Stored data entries
=== Section Start ===

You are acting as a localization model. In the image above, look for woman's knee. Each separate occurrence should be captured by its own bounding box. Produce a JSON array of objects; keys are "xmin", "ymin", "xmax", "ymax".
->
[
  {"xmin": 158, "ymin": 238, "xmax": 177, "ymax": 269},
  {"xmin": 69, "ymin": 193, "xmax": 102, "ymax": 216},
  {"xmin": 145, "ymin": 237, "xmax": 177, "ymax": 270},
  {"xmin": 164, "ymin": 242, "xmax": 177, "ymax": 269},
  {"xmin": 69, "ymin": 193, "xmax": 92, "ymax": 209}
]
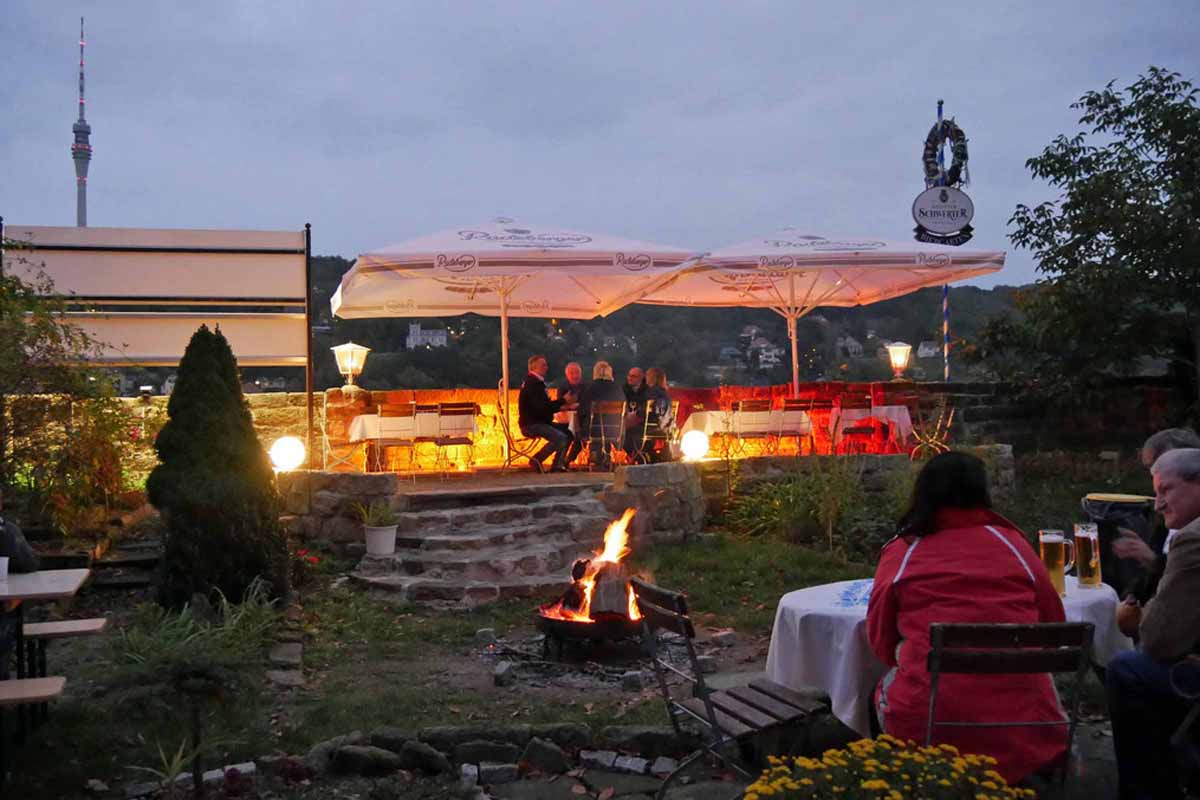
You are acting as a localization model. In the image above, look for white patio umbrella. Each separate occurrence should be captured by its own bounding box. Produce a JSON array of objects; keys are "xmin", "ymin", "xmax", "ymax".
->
[
  {"xmin": 636, "ymin": 231, "xmax": 1005, "ymax": 396},
  {"xmin": 331, "ymin": 219, "xmax": 694, "ymax": 447}
]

=== Section End ===

**Exercise requirements:** Return every line of the records exactly as given, pictures excluded.

**Your response:**
You are acting as a localization model. In the image above, look for woman's knee. Each separate occurrence should be captured by its own bounding box. Produce a JSON array of objects; keys are "xmin", "ymin", "xmax", "ymax".
->
[
  {"xmin": 158, "ymin": 238, "xmax": 177, "ymax": 269},
  {"xmin": 69, "ymin": 193, "xmax": 102, "ymax": 216},
  {"xmin": 145, "ymin": 237, "xmax": 177, "ymax": 270},
  {"xmin": 164, "ymin": 242, "xmax": 177, "ymax": 269},
  {"xmin": 69, "ymin": 193, "xmax": 92, "ymax": 209}
]
You are acting as a localization model. In the image above, look for white patio umbrella. Each separate occurrence should be captured by its own bounding box. Produce a JSON array of objects; keys are "xmin", "ymin", "xmax", "ymax".
->
[
  {"xmin": 636, "ymin": 231, "xmax": 1005, "ymax": 396},
  {"xmin": 331, "ymin": 219, "xmax": 694, "ymax": 447}
]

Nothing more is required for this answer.